Collected data
========================================
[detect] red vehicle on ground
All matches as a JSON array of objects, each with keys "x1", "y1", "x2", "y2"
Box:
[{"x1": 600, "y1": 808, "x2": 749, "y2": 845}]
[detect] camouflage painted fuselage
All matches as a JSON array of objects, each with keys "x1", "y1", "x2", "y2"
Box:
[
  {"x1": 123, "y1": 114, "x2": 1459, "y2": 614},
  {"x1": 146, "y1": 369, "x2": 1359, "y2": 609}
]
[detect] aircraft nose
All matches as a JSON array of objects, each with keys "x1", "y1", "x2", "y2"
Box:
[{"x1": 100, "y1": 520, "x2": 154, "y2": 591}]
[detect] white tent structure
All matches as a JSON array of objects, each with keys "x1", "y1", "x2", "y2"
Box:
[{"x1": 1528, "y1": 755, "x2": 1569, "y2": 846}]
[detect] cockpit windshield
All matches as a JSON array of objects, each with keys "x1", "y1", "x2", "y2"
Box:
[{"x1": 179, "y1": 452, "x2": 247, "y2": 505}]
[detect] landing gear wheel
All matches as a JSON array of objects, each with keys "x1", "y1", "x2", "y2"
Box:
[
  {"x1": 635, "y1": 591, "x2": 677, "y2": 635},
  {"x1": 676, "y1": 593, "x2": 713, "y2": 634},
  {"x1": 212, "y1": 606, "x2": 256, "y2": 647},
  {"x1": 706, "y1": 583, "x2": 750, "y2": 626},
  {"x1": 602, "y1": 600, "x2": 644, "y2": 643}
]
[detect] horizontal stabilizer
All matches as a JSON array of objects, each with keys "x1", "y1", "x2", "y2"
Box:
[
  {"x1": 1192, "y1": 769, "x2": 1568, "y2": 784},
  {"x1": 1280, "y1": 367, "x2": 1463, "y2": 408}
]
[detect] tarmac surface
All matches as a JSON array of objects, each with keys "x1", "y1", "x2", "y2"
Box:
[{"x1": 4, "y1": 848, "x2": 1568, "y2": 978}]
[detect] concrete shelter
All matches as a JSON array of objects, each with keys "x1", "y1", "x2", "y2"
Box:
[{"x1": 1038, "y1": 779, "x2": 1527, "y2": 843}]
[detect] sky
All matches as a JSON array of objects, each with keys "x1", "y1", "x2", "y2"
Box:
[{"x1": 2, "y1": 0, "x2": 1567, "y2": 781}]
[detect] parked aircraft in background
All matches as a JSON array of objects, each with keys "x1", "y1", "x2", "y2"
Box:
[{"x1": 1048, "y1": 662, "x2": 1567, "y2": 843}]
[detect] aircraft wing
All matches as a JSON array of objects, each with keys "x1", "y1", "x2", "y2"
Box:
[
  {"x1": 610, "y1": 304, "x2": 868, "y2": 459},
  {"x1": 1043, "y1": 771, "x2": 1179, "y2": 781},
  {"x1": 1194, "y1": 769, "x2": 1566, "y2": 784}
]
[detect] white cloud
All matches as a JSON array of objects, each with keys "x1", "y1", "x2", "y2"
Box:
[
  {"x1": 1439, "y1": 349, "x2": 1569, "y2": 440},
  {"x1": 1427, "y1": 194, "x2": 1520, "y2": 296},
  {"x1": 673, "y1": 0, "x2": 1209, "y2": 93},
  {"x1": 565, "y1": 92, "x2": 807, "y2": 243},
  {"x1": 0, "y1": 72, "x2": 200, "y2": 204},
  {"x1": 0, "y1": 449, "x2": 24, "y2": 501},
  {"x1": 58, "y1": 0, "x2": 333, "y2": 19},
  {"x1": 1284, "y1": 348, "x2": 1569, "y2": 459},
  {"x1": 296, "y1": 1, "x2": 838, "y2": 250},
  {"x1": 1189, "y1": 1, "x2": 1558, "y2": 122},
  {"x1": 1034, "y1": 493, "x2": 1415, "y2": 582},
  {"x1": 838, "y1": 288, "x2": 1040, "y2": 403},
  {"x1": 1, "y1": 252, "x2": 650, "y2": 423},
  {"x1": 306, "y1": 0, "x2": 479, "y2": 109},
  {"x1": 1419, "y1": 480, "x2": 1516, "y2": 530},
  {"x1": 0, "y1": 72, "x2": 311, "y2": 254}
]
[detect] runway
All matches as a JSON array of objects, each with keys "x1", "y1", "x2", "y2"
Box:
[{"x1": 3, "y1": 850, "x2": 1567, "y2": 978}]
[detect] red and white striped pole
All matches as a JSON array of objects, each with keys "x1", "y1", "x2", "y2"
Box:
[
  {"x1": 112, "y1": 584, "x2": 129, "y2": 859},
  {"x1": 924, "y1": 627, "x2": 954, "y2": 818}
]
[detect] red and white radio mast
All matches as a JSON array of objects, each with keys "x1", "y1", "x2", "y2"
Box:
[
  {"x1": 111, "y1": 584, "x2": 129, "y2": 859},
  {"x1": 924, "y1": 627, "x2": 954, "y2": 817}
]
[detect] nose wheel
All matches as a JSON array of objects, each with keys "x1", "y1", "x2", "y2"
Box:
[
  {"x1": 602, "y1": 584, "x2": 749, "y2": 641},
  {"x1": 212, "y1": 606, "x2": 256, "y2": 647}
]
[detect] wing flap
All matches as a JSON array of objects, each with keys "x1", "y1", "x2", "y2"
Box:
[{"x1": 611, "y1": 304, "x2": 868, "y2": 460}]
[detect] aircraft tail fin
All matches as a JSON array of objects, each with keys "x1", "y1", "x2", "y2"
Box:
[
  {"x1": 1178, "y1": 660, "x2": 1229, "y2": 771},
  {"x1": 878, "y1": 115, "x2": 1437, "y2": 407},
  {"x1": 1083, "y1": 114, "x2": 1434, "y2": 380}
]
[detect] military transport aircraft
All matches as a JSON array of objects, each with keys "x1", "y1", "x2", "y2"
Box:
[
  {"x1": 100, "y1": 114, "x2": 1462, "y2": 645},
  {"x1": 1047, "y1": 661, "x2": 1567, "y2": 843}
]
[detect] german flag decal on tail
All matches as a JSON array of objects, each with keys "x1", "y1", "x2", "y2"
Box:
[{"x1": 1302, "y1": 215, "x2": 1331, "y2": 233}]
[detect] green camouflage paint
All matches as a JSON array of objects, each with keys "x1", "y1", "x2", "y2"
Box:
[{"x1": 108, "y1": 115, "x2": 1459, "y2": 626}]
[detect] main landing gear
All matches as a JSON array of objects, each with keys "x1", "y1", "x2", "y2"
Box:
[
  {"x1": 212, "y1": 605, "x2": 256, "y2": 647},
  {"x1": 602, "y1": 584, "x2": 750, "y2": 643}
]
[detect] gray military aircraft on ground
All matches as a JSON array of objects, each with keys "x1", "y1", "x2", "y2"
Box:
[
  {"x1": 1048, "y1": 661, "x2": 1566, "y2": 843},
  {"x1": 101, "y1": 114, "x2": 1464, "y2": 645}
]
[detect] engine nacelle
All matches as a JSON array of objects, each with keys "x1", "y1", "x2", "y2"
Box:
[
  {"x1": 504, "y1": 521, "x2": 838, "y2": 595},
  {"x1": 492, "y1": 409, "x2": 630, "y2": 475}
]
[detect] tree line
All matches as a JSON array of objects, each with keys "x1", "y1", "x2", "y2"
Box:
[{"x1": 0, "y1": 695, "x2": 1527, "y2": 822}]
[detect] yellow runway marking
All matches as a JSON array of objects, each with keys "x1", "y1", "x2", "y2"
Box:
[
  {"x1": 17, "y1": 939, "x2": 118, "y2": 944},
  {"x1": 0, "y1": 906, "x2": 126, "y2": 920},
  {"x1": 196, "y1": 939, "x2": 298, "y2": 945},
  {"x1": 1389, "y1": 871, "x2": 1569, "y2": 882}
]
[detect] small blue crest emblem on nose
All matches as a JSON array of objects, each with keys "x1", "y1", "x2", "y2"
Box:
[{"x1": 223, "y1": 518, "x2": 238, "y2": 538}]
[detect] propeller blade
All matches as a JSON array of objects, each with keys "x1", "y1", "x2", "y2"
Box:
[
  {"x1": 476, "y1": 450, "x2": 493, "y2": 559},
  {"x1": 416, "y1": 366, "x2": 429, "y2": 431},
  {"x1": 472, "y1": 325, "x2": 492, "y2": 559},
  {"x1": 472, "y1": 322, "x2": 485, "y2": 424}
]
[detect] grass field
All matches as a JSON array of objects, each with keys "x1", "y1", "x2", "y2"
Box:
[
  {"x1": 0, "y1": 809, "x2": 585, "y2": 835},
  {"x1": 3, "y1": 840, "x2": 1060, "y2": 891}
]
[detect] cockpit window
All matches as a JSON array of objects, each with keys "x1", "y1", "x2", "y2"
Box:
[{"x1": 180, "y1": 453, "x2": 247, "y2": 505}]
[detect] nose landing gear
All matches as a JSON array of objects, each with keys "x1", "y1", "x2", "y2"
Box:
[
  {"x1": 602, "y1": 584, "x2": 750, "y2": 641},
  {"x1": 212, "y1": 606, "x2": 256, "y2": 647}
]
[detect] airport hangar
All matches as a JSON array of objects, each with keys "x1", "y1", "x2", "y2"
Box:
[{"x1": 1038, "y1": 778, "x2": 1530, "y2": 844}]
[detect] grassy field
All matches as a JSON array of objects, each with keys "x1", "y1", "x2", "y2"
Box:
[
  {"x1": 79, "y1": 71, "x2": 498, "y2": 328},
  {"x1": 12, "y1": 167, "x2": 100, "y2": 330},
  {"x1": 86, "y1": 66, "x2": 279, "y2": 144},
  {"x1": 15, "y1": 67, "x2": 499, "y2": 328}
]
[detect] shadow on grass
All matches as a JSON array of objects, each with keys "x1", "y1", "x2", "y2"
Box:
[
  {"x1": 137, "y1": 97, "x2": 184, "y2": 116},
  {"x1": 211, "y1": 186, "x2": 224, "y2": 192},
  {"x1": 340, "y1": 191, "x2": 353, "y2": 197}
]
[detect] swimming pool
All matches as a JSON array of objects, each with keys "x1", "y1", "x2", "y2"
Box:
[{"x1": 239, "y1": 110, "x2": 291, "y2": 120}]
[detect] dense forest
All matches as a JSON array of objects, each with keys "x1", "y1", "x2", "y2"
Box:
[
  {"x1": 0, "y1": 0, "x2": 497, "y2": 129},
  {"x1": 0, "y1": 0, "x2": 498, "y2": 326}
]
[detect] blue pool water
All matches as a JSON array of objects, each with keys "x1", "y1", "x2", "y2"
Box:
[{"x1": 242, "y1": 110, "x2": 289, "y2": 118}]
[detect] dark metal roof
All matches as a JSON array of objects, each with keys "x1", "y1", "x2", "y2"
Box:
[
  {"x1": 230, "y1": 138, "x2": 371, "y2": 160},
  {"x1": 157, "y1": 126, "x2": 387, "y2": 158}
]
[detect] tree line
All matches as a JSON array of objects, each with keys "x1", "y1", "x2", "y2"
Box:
========================================
■ WHAT TO PRODUCE ■
From the entries above, collect every line with the string "cockpit" in it.

■ YOUR SOLUTION ■
[detect] cockpit windshield
[detect] cockpit window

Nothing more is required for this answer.